Quoted passage:
First let us define what Preventive Maintenance is. Preventive Maintenance is a basic maintenance performed on equipment’s and facilities. The main goal of performing task on a scheduled basis is to extend the life of the equipment and to assure its capacity in support of plant’s goal and targets. It is also a series of tasks performed at a defined frequency dictated by the passage of time, running hours or volume, that either extend the life of the asset or detect that an asset is on its critical wear curve and is on the process of failing. Preventive Maintenance activities includes regular checking and inspection, routine cleaning, lubrication, planned component replacement, minor and extensive overhauls.
PROBLEMS WITH PREVENTIVE MAINTENANCE ?
Maintenance people believe that all part’s after consistent use will reach a point of wear and tear, hence, overhauling or replacing the part before it fails on a specific fix schedule will ensure the reliability of the equipment, therefore the concept of Preventive Maintenance will help solve the problem of unexpected failure. Is this statement Right or Wrong ?
If your answer to the above statement is RIGHT, then your definitely “WRONG”. Have you in anyway experience this. Quote from the book of John Moubray on RCM page 143 : It is also borne out by the machine operator who said that every time maintenance works on it over the weekend it takes up to Wednesday to get it going again. Or let me termed it this way :
Boss : Hey, what’s the problem with your equipment ?
Tech : I don’t know boss, it’s been acting crazy since I started it this morning
Boss : Did maintenance perform some PM on it ?
Tech : I think so boss, there’s a stamp on the equipment
Boss : No wonder its running crazy, they touch it !
Isn’t it if we performed PM in our equipment, then it should be the other way around ? Are we missing something. These things simply are called Infant Mortality Failures, and a lot of factors contribute to it but most likely Infant Mortality Failures are caused by human errors committed during the process of performing scheduled overhauling or PM on a piece of equipment.
Most maintenance people believe that the more often an item is overhauled the less likely it is to fail. In reality, this is just the opposite. The truth is that scheduled overhauls / Preventive Maintenance increases failures by introducing what we call Infant Mortality Failures into otherwise stable systems. This means that if we are “NOT” equipped on how to disassemble and assemble systems in our equipment or if we lack some training or tools to perform the tasks on the equipment, the best thing to do is to leave it alone. Don’t disturb stable systems PERIOD unless we are really equipped w/ the tools & knowledge on how to do it.
Another problem with Preventive Maintenance is that most maintenance assume that similar assets will require similar activities on maintenance without considering that each equipment have their own unique operating context. Hence, Preventive Maintenance are used for similar assets without considering that different consequences apply in different operating context. This results in a large number of schedules which are wasted not because they are wrong in the technically sense, but in reality, they achieve “ NOTHING”
I used to provide this sample to explain the last paragraph in a way an ordinary layman can grasped. I used to ask a question if they have a bulb in their home they use in the evening perhaps around 30 watts, and most of them would say yes. When I ask them if they perform a sort of inspection on this bulb daily if it is working or not, then my audience simply laugh and say “Of Course Not”, when it gets busted then we simply replace it with a new one. When I told them that I have a bulb like this and we used to inspect these bulbs not once but 6x a day. Now when I asked them if I am stupid or something for inspecting this bulb 6 times a day, their reply was a resounding YES ! I tell my audience that I’ll prove to them It’s worth inspecting the bulb 6x a day and that I was not crazy or stupid in any way.

Problems to solve:
**a.** Write out the preventive maintenance passage word for word, from "I used to provide" to "in any way.".
**b.** Write what comes next in the preventive maintenance passage, picking up after its final sentence.
The data that follows comes from a separate source.

(Excerpts of location labeling data)
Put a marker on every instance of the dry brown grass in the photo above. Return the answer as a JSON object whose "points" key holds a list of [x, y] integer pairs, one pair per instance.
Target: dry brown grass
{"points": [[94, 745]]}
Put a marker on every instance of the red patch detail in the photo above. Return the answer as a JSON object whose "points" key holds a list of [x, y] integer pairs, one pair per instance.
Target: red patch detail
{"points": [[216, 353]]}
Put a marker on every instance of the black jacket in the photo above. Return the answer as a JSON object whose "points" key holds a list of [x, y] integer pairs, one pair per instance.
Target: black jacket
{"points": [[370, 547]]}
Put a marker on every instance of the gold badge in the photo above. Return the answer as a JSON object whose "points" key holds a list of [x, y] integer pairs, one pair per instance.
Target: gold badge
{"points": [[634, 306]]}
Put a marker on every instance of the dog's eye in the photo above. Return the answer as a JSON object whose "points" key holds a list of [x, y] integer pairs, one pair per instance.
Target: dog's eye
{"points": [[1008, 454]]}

Task results:
**a.**
I used to provide this sample to explain the last paragraph in a way an ordinary layman can grasped. I used to ask a question if they have a bulb in their home they use in the evening perhaps around 30 watts, and most of them would say yes. When I ask them if they perform a sort of inspection on this bulb daily if it is working or not, then my audience simply laugh and say “Of Course Not”, when it gets busted then we simply replace it with a new one. When I told them that I have a bulb like this and we used to inspect these bulbs not once but 6x a day. Now when I asked them if I am stupid or something for inspecting this bulb 6 times a day, their reply was a resounding YES ! I tell my audience that I’ll prove to them It’s worth inspecting the bulb 6x a day and that I was not crazy or stupid in any way.

**b.**
I tasted my first work in 1989, as a Preventive Maintenance helper of a shipping company and I used to be a crew for a cargo ship named MV Sea Raider. My duty was from 4am to 8am and again at 4pm to 8pm in the afternoon. Actually there were 6 shifts where we require to work 2 shifts a day totaling 8 hours. I belong to the engine room and inside the engine room were 2 generators and two 750 hp Diesel Engine which means that this cargo ship have 2 propellers. On the wall was 6 bulbs, 3 bulbs located on the port (left) and 3 bulbs at the starboard side (right), and when it is time for our duty to go down to the engine room and monitor the engines running, our first activity was to check if these bulbs were working or not, the bulbs are color coded Green, Yellow and Red. If the green bulb is on then the ship simply moved forward at a designated speed, but if the green bulb blinks continuously, then the captain or officers on deck wants us to increase the rpm and speed of the ship and we comply. If the yellow light blinks, then we simply need to stay alert as either the green or red bulb will light afterwards. When the Red bulb lights up then we need to stop the engine, if 2 red bulbs from the port and starboard lights up then both engines should be stopped. But if the Red Bulb blinks continuously then the command was to have the engines in full reverse otherwise the ship might hit something which can cause the lives of all the crew on board. Remember that ships have no breaks and in order to stop a ship you need to reverse the engines. After giving this story, I asked my audience again, if I am stupid or something for inspecting this bulb, and they answer “NO” why because the consequence of failure on the red bulb greatly differs from the bulb you have at home. Imagine failing to inspect the red bulb, and it got busted what do you think will happen to us. Well I’m still here today writing down this newsletter because we did inspect the bulb religiously at 6x a day. This same bulb where we just color coded it is the same bulb you have in your home. This simply explains what operating context is all about.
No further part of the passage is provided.